What to produce —
Copy the records exactly, every one of them.

The data —
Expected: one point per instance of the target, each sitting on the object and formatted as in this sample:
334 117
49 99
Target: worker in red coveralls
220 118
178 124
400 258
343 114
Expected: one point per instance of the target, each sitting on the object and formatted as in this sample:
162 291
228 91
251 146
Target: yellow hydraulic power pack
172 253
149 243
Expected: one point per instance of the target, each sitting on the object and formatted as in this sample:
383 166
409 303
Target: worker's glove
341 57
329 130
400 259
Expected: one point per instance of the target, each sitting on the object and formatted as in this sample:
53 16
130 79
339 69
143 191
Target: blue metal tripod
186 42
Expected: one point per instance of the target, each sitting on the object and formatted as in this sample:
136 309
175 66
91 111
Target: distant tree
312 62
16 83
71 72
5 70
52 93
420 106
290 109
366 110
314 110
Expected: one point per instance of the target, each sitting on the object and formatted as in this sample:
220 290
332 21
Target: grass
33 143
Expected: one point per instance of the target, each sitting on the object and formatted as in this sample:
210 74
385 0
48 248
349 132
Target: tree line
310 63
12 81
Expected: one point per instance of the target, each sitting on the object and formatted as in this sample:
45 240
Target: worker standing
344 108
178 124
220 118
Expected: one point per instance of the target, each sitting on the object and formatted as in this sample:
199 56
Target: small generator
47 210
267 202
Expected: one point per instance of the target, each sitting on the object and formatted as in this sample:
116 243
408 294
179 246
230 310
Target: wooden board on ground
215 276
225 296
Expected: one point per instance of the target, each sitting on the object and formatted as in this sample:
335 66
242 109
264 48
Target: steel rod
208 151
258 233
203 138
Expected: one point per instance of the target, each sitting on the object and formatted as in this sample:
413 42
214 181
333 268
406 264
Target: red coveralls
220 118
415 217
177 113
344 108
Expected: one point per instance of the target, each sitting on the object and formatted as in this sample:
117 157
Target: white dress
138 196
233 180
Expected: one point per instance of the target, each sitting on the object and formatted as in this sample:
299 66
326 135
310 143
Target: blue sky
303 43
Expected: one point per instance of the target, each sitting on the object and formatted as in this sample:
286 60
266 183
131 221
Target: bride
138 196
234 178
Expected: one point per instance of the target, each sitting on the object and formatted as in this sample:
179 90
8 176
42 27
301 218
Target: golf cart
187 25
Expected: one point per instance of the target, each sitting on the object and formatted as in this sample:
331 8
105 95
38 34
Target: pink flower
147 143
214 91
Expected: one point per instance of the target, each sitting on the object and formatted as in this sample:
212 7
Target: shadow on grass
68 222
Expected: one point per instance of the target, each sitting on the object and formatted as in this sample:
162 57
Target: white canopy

Answer to this task —
Expected: one point per instance of the target, each sitting on the object and formatted as in this sample:
334 117
49 99
Target: worker in red coveralls
220 118
178 124
400 258
343 114
Expected: one point per instance of the target, each sitting on the object and formatted as in this sample:
162 291
228 91
251 146
Target: yellow hydraulic power pack
172 253
149 243
Expected: one point per instance of the target, each sitting on the object and formatted as in this sample:
383 166
409 303
Target: worker's glove
341 57
329 130
400 259
Expected: one point per instance of the target, each sitting on the object and formatted as in this sample:
53 16
130 79
339 69
143 191
Target: blue metal tripod
186 42
Expected: one point per instance of the target, each sitting on the object and formatted as in this sample:
136 309
175 66
91 111
Target: distant tree
312 62
16 83
71 72
5 70
52 93
420 106
290 109
366 110
314 110
Expected: one point per instance of the target, each sitting on the object and formatted as in this sample:
220 290
332 21
Target: grass
33 143
Expected: one point per instance of the target, each sitting on the object and formatted as in this sample:
210 74
385 0
48 248
349 132
Target: tree line
310 63
12 81
Expected: one point per instance of the target, each sitting on the object and formatted as in this sample:
45 240
Target: worker standing
344 108
178 124
220 118
Expected: one point per instance of the target, each sitting on the object and formatted as in this sample:
199 56
Target: small generator
47 210
267 202
Expected: one point per instance of the target, each sitting on the object and formatted as in this sample:
116 243
408 294
179 246
230 310
Target: wooden board on ground
215 276
225 296
Expected: one point per instance of the target, each sitting on the object and formatted as in this sample:
335 66
242 109
264 48
Target: steel rod
208 151
258 233
203 138
Expected: one point per instance of the target, each sitting on the object and formatted as in this sample:
413 42
214 181
333 268
406 264
Target: red coveralls
220 118
415 217
177 113
344 108
Expected: one point per instance of the target, each sitting on the object and formatted as in this sample:
117 157
Target: white dress
138 196
233 180
Expected: one point per instance of the target, each sitting on the object and formatted as in this sample:
299 66
326 135
310 143
Target: blue sky
303 43
Expected: one point per instance of the target, each sitting on the object and formatted as in this sample:
286 60
266 183
131 221
Target: bride
138 196
234 178
Expected: one point per instance of the target, each sitting on the object and formatted as in this sample:
179 90
8 176
42 27
301 218
Target: golf cart
187 25
Expected: one point per instance of the target, each sitting on the object and formatted as in this sample:
331 8
105 95
38 34
Target: pink flower
147 143
214 91
Expected: one point per instance of the target, each sitting on the object and formatted as in this sample:
212 7
Target: shadow on grass
68 222
Expected: one point per instance of the target, each sitting on the object and formatted as in this sample:
162 57
Target: white canopy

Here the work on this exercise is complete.